Saved entries
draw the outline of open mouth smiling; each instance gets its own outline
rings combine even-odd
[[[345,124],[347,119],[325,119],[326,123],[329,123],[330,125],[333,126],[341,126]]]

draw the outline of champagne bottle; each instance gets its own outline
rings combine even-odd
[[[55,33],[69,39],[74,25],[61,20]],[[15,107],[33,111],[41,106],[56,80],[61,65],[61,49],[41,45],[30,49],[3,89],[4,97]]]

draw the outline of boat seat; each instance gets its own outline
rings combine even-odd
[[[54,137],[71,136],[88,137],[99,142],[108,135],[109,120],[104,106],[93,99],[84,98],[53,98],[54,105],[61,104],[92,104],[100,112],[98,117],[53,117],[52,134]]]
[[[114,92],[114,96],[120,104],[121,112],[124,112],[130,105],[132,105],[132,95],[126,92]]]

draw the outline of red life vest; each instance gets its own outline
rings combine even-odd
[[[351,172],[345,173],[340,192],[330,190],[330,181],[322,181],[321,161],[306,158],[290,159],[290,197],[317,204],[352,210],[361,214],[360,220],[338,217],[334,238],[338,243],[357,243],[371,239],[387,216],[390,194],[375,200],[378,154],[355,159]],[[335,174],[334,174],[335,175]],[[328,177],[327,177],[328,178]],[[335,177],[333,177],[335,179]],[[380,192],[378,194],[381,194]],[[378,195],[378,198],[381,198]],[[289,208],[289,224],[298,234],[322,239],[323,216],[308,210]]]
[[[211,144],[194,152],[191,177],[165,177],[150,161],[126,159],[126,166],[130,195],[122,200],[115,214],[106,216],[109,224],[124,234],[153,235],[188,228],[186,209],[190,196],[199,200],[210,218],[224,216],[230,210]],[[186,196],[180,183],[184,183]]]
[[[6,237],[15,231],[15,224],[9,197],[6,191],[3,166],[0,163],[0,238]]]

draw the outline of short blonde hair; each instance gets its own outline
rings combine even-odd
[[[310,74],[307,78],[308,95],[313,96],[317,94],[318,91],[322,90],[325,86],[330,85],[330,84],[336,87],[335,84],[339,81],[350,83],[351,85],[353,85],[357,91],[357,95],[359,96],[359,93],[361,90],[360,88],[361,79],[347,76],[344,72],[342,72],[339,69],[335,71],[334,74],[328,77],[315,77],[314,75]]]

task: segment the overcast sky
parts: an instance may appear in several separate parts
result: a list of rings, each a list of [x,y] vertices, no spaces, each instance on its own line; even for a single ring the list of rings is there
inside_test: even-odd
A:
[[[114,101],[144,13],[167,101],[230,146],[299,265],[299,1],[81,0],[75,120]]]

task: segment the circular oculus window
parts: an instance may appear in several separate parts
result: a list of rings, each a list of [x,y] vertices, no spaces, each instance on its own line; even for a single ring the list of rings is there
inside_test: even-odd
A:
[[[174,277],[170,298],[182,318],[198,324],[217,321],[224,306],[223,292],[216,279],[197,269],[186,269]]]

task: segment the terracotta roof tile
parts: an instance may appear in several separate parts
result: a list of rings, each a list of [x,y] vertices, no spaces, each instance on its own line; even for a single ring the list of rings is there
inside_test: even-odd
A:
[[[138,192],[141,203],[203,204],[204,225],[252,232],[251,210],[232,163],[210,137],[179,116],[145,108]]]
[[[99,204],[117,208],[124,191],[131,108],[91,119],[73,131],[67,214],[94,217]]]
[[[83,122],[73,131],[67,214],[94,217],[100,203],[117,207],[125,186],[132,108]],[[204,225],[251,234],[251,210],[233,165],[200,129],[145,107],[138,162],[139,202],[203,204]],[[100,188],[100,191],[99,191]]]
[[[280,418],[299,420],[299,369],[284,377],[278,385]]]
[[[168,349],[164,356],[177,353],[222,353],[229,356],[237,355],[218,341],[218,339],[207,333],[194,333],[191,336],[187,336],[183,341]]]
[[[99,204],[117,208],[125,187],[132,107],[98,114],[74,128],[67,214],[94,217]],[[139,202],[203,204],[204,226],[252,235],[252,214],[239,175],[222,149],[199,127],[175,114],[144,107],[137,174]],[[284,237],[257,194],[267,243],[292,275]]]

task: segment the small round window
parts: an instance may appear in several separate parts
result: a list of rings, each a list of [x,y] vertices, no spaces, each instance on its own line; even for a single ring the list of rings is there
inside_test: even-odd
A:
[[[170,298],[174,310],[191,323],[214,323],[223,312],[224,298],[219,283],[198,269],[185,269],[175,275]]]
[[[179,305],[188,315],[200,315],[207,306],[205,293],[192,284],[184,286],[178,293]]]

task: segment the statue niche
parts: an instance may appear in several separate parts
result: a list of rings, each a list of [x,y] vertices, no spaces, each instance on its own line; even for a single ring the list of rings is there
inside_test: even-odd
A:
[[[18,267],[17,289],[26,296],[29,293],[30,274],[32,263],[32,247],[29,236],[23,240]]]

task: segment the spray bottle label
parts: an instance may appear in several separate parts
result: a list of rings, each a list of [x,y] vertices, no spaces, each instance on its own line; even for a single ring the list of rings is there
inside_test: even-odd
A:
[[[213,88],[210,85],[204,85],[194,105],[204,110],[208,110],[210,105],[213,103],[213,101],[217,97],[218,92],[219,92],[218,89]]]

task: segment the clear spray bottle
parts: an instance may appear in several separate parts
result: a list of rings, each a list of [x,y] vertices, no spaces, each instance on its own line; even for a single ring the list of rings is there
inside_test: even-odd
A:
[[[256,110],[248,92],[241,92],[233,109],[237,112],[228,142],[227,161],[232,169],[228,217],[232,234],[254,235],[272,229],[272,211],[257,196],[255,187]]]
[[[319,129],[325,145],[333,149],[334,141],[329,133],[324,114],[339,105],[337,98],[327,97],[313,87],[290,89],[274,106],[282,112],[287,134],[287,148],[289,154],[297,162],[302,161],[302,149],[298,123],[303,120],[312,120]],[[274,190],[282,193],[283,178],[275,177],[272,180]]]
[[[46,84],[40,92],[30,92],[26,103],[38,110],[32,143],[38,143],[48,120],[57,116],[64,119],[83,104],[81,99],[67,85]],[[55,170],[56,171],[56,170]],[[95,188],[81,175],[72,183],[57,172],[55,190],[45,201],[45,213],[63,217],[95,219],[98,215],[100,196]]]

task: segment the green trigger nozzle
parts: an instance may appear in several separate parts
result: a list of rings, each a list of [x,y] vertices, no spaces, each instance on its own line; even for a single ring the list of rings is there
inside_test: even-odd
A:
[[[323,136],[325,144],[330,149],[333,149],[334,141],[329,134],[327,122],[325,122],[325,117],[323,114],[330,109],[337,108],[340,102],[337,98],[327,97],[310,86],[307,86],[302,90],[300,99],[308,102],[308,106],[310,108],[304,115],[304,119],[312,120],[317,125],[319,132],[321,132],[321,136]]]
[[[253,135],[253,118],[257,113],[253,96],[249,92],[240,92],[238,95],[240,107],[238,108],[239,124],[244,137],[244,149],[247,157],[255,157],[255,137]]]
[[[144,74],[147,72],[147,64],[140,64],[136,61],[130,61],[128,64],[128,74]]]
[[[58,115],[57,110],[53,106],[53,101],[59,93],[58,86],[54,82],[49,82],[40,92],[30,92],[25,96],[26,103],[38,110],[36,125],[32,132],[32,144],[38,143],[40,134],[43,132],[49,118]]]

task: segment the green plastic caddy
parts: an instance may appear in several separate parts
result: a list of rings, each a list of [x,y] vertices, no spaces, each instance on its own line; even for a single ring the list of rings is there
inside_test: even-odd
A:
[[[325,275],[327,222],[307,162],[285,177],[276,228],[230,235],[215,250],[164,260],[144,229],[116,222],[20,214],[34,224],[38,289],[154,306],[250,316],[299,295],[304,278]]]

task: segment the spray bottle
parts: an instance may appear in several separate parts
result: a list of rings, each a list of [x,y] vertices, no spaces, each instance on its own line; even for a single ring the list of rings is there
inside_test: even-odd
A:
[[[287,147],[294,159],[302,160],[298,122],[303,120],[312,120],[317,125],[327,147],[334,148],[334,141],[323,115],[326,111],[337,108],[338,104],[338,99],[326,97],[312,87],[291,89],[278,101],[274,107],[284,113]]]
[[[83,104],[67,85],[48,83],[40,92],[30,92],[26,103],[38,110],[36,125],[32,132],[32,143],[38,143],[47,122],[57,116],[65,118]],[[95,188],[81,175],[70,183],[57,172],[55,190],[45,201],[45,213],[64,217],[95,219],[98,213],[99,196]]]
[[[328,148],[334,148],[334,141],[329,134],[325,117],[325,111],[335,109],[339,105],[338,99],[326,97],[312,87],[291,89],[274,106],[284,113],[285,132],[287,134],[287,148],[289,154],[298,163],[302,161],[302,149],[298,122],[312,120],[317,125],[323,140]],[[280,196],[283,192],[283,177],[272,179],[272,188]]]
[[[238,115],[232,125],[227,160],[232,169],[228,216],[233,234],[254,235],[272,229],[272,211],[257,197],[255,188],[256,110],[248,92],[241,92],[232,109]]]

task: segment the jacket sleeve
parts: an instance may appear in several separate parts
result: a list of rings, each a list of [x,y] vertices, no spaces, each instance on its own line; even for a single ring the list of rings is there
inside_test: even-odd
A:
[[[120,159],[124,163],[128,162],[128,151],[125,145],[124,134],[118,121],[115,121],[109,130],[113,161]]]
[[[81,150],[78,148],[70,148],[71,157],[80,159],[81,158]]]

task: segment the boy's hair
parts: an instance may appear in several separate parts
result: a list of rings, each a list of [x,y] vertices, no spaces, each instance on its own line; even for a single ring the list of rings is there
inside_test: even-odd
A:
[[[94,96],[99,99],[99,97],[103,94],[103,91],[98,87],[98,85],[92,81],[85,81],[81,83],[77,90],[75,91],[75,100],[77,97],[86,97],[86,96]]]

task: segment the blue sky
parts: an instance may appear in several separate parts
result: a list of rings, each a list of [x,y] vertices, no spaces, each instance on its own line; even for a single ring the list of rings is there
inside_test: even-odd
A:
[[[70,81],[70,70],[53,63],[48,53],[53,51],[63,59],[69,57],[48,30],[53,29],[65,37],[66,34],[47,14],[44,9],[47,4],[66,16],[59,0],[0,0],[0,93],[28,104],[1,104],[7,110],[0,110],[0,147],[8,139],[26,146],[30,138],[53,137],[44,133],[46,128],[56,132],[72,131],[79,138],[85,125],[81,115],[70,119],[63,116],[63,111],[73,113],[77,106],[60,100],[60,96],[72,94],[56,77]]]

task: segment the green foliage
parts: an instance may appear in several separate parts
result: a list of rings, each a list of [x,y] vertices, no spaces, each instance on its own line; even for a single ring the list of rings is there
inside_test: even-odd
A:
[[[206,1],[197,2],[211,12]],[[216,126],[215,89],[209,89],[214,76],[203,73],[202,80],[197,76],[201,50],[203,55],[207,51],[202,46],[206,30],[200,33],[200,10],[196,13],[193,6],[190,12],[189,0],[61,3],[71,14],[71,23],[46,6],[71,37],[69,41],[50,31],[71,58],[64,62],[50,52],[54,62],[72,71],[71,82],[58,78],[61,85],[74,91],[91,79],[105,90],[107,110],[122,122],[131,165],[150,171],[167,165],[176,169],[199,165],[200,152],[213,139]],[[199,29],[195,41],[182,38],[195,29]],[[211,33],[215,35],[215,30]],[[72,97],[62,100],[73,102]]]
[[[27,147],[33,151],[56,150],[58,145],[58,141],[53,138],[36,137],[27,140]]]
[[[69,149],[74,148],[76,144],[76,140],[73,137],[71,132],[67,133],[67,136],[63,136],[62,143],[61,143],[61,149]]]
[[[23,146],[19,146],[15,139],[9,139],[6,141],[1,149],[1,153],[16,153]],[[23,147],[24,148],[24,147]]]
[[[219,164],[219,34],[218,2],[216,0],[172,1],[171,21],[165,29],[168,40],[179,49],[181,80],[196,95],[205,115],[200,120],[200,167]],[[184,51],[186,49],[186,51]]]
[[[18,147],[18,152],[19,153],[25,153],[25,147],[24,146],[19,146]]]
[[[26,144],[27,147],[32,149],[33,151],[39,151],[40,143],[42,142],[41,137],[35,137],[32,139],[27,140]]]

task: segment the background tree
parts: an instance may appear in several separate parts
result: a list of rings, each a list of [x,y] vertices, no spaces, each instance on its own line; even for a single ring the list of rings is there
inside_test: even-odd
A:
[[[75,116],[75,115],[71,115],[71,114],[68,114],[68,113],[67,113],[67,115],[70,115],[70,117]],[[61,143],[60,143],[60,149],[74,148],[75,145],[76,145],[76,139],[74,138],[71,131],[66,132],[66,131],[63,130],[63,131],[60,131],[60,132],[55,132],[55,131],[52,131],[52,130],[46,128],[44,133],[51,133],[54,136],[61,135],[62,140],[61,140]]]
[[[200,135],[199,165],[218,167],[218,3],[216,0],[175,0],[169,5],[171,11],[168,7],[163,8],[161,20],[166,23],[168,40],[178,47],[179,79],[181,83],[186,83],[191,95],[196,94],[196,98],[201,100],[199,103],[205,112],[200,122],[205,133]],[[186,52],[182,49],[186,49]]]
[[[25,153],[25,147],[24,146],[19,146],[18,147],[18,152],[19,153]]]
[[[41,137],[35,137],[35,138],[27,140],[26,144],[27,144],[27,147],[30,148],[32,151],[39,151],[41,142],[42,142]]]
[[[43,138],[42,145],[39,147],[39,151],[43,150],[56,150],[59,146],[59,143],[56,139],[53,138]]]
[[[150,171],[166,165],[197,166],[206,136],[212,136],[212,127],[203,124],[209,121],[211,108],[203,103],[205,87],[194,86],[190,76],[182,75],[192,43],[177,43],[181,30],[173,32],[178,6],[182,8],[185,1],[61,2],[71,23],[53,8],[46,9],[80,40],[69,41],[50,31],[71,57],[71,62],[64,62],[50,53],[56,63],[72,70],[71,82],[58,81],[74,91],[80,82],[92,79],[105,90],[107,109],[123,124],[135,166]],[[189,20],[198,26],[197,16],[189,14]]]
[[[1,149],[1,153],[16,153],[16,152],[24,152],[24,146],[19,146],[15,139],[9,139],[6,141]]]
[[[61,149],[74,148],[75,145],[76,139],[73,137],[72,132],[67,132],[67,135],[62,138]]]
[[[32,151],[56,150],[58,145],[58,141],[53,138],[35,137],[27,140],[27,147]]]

WHAT YOU HAVE TO DO:
Look through the entries and copy every line in which the string "hair" appears.

TASK SOLUTION:
draw the outline of short blonde hair; each instance gets its own outline
task: segment the boy's hair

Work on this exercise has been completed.